__Problem to work on__. Can you reproduce every one of the records below verbatim, from the first line to the last?

Records taken from a collection:
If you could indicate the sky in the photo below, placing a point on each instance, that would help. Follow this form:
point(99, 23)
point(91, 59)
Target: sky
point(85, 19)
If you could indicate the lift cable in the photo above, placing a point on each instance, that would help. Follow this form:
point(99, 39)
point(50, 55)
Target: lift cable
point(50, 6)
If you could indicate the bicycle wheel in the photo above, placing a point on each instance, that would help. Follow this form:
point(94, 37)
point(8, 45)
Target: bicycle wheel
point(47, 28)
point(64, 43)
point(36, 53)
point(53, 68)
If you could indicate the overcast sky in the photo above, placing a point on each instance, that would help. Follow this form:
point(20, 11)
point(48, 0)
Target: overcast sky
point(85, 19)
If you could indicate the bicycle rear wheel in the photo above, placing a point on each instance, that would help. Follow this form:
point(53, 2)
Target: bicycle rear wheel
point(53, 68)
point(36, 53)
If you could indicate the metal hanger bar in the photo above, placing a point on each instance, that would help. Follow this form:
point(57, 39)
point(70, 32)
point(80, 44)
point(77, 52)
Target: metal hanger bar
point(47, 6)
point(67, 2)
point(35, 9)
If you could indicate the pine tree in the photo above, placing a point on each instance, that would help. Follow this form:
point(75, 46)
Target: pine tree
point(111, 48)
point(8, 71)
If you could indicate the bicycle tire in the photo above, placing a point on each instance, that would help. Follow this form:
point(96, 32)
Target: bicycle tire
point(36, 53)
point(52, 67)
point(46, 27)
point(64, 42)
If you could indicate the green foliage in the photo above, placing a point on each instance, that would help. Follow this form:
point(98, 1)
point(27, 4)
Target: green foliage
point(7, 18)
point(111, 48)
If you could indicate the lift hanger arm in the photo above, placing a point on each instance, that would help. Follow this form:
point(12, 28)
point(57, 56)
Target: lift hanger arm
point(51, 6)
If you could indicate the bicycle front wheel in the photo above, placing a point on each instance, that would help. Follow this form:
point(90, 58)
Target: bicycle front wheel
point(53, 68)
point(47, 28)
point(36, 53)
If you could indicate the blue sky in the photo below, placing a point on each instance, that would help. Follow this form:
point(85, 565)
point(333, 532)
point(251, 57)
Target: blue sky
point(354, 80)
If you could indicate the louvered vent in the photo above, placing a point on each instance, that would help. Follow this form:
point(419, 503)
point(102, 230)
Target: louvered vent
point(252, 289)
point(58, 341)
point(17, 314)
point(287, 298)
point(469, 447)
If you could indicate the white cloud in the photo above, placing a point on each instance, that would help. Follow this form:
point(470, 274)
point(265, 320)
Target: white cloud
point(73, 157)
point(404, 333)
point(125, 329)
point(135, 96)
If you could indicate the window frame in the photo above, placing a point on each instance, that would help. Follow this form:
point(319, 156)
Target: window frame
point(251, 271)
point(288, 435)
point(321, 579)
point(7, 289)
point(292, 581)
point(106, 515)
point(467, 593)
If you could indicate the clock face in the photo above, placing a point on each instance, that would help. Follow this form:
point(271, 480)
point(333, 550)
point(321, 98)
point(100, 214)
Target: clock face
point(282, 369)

__Solution to this exercise__.
If you could indicate the sky in the photo below, placing a point on each instance, that would help. Follow this form:
point(99, 23)
point(91, 59)
Target: sky
point(85, 19)
If you could indicate the lift cable in the photo above, placing a point on each instance, that would help. Follow this form:
point(99, 39)
point(50, 55)
Target: lift cable
point(50, 6)
If you could indicate the bicycle wheel in the photo above, placing a point on each instance, that would help. Follow this form:
point(94, 37)
point(8, 45)
Target: bicycle wheel
point(47, 28)
point(64, 43)
point(36, 53)
point(53, 68)
If you could indicate the overcast sky in the photo above, placing a point on each instance, that would help. Follow this form:
point(20, 11)
point(48, 0)
Target: overcast sky
point(85, 19)
If you could indicate the bicycle rear wheel in the photo above, placing a point on each instance, that would help. Follow this form:
point(53, 2)
Target: bicycle rear wheel
point(53, 68)
point(36, 53)
If you could indicate the metal hanger bar in the photo above, placing a point on each instance, that would help. Follow this form:
point(57, 39)
point(70, 32)
point(80, 44)
point(77, 52)
Target: metal hanger bar
point(47, 6)
point(67, 2)
point(35, 9)
If you could indicate the pine tree in the photo above, placing a point on each instance, that would help. Follow this form:
point(75, 46)
Target: pine tree
point(111, 48)
point(8, 71)
If you could indicate the bicycle tire in the photo above, placing a point on each instance, that would help. Follow this form:
point(96, 32)
Target: bicycle tire
point(36, 53)
point(52, 67)
point(46, 27)
point(64, 42)
If you could indicate the green foliage in the photo above, placing a point on each instance, that would help. Follow this form:
point(98, 1)
point(27, 4)
Target: green foliage
point(7, 18)
point(111, 48)
If you could indicate the lift hanger arm in the photo above, placing a point on each instance, that would help. Follow this form:
point(12, 28)
point(57, 56)
Target: lift hanger arm
point(51, 6)
If you could indicate the bicycle front wheel in the photo above, placing a point on each instance, that would help. Follow this form:
point(90, 58)
Target: bicycle front wheel
point(53, 68)
point(47, 28)
point(36, 53)
If you could indicate the blue sky in the photo below, placing a point on each instance, that would help. Follow this form:
point(85, 565)
point(333, 532)
point(251, 57)
Target: blue sky
point(354, 80)
If you could indicate the louvered vent in the photo above, placing a point on each instance, that would help. Follow this form:
point(419, 503)
point(102, 230)
Target: louvered vent
point(252, 289)
point(58, 341)
point(17, 314)
point(287, 298)
point(469, 447)
If you could indicate the white cloud in the photo above, placing a point on each instance, that would help. Follow this form:
point(470, 274)
point(265, 320)
Target: white cloud
point(73, 157)
point(404, 333)
point(125, 329)
point(135, 96)
If you could indicate the window frame in the photo above, placing a point on each instance, that would help. Follow this form:
point(319, 156)
Target: window frame
point(251, 271)
point(288, 435)
point(321, 579)
point(7, 289)
point(292, 581)
point(106, 515)
point(467, 593)
If you could indicate the clock face in the photo above, placing a point on each instance, that would help. Follow this form:
point(271, 480)
point(333, 550)
point(321, 98)
point(100, 214)
Target: clock face
point(282, 369)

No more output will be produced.